WHAT IS EXPECTED. From the line that has "of the shadow" down to the final line of the listing below, transcribe every line exactly, and only those.

Point placement records
— begin —

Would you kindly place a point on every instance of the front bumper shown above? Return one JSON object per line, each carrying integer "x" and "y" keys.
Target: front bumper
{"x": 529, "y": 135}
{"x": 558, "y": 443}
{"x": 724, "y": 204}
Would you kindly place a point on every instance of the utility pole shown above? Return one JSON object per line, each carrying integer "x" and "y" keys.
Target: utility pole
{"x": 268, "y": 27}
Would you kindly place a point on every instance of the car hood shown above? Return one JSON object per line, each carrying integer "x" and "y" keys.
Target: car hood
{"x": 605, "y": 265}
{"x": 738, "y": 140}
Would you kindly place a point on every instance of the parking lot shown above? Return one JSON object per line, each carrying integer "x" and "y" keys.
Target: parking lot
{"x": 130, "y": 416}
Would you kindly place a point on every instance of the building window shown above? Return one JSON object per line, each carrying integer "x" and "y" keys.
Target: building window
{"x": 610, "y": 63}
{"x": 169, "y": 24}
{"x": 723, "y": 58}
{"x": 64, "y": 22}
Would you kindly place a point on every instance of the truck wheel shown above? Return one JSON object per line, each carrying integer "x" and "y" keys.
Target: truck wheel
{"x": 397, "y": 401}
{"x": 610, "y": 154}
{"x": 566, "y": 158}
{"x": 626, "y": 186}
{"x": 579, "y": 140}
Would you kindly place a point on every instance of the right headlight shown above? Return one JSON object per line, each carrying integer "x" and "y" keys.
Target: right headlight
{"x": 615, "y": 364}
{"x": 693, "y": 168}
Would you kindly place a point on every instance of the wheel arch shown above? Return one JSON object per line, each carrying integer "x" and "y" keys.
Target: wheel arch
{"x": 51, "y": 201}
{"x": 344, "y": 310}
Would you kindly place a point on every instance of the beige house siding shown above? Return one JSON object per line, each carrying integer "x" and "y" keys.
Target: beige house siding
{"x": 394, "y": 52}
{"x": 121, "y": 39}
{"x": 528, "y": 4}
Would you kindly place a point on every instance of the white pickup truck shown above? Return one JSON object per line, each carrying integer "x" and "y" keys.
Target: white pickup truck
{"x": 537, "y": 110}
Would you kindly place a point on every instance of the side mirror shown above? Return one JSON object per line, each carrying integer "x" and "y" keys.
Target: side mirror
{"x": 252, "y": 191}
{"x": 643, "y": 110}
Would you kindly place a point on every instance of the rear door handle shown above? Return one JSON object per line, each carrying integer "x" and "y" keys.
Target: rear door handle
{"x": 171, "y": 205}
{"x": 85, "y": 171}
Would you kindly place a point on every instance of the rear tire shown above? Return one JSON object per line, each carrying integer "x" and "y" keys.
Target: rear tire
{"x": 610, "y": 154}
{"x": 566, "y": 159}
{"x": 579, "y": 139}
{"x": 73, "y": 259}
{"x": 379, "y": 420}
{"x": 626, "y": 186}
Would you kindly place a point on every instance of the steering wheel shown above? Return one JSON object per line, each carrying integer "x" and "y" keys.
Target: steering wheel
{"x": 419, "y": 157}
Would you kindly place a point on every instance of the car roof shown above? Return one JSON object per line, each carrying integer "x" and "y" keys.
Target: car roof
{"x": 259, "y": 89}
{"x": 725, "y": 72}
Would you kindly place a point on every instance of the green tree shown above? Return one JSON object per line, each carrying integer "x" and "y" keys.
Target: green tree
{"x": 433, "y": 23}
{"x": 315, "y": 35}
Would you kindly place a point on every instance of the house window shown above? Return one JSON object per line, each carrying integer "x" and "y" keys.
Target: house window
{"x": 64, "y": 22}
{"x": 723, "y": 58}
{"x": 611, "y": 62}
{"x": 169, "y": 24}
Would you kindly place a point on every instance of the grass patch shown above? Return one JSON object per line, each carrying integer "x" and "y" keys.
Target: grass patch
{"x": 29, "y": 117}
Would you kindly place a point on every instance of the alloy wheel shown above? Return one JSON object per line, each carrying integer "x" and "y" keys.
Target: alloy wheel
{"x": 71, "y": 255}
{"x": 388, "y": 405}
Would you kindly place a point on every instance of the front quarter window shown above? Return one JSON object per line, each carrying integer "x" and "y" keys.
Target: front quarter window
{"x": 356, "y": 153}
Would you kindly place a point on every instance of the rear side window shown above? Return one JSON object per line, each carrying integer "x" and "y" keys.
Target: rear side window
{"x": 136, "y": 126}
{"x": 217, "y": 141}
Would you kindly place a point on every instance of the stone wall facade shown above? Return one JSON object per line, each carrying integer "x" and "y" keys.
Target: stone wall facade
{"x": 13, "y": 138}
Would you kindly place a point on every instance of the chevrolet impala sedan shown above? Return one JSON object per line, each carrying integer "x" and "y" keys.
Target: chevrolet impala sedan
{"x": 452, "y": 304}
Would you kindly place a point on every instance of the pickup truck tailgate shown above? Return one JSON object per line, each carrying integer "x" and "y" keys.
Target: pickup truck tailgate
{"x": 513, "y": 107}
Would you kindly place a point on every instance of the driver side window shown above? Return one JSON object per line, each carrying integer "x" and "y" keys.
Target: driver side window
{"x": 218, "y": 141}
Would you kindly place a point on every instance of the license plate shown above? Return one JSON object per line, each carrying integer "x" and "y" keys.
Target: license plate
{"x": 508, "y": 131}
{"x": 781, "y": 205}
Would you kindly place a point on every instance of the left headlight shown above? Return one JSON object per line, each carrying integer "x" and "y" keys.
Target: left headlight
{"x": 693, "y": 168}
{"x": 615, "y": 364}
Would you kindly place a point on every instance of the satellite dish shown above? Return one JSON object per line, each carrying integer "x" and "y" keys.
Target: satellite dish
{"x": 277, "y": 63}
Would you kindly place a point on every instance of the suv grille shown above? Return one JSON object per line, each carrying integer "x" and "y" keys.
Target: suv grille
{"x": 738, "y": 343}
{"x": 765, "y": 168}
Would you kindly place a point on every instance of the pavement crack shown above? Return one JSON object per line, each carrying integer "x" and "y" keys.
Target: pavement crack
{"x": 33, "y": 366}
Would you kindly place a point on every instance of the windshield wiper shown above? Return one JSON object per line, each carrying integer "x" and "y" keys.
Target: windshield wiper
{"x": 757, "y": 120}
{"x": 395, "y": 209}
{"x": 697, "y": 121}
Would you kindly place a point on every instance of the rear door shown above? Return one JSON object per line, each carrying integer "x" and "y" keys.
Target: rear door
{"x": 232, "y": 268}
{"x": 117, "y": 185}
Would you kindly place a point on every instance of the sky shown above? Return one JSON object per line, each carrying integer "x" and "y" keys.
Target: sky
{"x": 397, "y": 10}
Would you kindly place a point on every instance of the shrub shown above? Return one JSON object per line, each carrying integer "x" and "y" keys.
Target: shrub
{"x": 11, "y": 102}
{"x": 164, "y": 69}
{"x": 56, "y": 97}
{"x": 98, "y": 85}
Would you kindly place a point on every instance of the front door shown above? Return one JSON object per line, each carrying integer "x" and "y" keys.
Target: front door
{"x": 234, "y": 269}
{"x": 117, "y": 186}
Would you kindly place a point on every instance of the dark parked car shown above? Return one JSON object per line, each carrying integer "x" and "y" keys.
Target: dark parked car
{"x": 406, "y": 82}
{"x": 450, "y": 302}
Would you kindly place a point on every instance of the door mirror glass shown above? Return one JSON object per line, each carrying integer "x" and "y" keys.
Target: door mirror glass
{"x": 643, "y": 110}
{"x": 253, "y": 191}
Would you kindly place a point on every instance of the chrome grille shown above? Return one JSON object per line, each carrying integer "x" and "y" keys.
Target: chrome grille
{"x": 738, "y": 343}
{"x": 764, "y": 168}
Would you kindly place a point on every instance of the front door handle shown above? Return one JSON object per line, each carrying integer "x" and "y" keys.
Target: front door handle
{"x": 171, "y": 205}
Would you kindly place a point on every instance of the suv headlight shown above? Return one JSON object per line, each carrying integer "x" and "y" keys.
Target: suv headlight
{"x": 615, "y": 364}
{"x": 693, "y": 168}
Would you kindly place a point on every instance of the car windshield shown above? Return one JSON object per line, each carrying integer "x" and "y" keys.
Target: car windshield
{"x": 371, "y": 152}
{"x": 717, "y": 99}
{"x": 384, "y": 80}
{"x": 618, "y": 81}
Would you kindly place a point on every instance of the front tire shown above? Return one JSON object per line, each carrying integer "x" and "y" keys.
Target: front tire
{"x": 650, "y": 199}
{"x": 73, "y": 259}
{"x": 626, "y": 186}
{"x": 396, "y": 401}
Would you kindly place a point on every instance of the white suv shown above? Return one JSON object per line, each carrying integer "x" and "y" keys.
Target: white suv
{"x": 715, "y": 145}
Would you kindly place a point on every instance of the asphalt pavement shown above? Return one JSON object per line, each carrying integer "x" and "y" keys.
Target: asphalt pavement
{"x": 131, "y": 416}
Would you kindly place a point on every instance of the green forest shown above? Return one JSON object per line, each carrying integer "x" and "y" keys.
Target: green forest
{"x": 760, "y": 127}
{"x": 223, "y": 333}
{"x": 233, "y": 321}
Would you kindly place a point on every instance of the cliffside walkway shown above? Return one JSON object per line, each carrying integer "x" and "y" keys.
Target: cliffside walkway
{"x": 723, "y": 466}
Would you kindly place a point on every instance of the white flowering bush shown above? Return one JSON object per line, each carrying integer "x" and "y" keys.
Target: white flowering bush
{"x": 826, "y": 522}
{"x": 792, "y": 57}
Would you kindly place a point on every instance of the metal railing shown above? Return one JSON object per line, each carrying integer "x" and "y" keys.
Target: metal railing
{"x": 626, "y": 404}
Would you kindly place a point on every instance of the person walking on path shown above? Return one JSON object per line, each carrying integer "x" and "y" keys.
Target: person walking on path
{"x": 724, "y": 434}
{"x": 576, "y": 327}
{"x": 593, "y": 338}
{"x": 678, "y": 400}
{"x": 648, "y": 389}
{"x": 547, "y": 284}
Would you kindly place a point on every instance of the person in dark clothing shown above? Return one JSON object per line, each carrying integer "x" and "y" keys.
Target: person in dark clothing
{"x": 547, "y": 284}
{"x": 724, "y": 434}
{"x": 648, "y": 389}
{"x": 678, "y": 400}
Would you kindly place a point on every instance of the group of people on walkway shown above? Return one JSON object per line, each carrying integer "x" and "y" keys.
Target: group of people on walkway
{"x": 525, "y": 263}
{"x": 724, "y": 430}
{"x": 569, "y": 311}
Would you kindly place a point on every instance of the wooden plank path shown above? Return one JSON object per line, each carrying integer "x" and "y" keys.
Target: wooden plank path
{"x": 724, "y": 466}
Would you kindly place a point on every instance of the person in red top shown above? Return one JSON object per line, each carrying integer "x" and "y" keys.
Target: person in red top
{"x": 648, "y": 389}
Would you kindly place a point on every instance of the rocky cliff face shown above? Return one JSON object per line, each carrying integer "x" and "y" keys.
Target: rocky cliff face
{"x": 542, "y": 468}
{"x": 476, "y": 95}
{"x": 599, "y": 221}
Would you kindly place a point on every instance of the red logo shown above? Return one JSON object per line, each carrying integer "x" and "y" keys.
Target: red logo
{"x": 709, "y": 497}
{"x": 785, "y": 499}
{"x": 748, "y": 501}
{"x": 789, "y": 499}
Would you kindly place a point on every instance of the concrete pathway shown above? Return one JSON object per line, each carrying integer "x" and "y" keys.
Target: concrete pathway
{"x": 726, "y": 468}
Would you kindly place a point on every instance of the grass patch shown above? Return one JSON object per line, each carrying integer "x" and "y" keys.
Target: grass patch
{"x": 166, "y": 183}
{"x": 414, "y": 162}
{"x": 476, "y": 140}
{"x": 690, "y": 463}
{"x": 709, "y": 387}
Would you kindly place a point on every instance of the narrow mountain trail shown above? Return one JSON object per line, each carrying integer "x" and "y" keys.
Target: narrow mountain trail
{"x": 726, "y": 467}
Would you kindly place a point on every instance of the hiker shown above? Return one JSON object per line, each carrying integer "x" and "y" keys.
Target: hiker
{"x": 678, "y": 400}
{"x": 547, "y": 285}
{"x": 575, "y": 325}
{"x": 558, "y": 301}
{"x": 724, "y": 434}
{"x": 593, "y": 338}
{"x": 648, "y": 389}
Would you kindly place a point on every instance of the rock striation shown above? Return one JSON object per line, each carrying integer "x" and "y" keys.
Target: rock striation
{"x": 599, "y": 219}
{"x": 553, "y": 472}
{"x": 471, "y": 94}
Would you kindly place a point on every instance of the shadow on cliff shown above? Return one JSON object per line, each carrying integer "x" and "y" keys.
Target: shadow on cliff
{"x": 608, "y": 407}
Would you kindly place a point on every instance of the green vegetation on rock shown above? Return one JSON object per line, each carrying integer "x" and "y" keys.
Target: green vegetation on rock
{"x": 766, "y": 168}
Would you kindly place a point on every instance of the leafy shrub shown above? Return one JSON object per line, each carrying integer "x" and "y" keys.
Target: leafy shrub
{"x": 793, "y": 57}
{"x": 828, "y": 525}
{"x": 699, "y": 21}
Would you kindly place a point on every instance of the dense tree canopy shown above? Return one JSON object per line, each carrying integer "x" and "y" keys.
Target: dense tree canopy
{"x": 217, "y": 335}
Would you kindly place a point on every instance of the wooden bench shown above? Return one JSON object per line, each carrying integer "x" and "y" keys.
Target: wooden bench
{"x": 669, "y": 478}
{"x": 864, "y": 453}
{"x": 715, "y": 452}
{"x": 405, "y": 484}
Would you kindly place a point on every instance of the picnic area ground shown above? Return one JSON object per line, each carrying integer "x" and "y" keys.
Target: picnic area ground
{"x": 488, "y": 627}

— end —

RESULT OF THIS TASK.
Would you kindly place a point on every instance of the shadow on cliff shown above? Return one JSON object per line, each carrying integer "x" and "y" keys.
Target: shadow on cliff
{"x": 608, "y": 407}
Would you kindly place a point on every instance of the green vegetation on rock shown above? Return one JSON object per line, each carrying integer "x" and "y" keys.
Target: green vegetation on rock
{"x": 766, "y": 168}
Would you kindly place a point on every instance of the leafy shrub shown above? Return one JSON object per line, each carrying integer "x" and "y" keys.
Target: leafy shrub
{"x": 793, "y": 57}
{"x": 828, "y": 525}
{"x": 699, "y": 21}
Would you kindly place a point on every instance of the dense tree canopy shown above? Return one JSON object per line, each carrying integer "x" and "y" keys.
Target: dense tree canopy
{"x": 217, "y": 335}
Would you kindly place a point on every instance of the wooden bench shown above? Return one JSON object per line, each carrying integer "x" and "y" keys.
Target: wooden bench
{"x": 669, "y": 478}
{"x": 864, "y": 453}
{"x": 715, "y": 452}
{"x": 405, "y": 484}
Would you kindly place a point on every instance of the picnic area ground shown above? Return one JSON object per line, each carrying integer "x" and "y" keys.
Target: picnic area ground
{"x": 488, "y": 627}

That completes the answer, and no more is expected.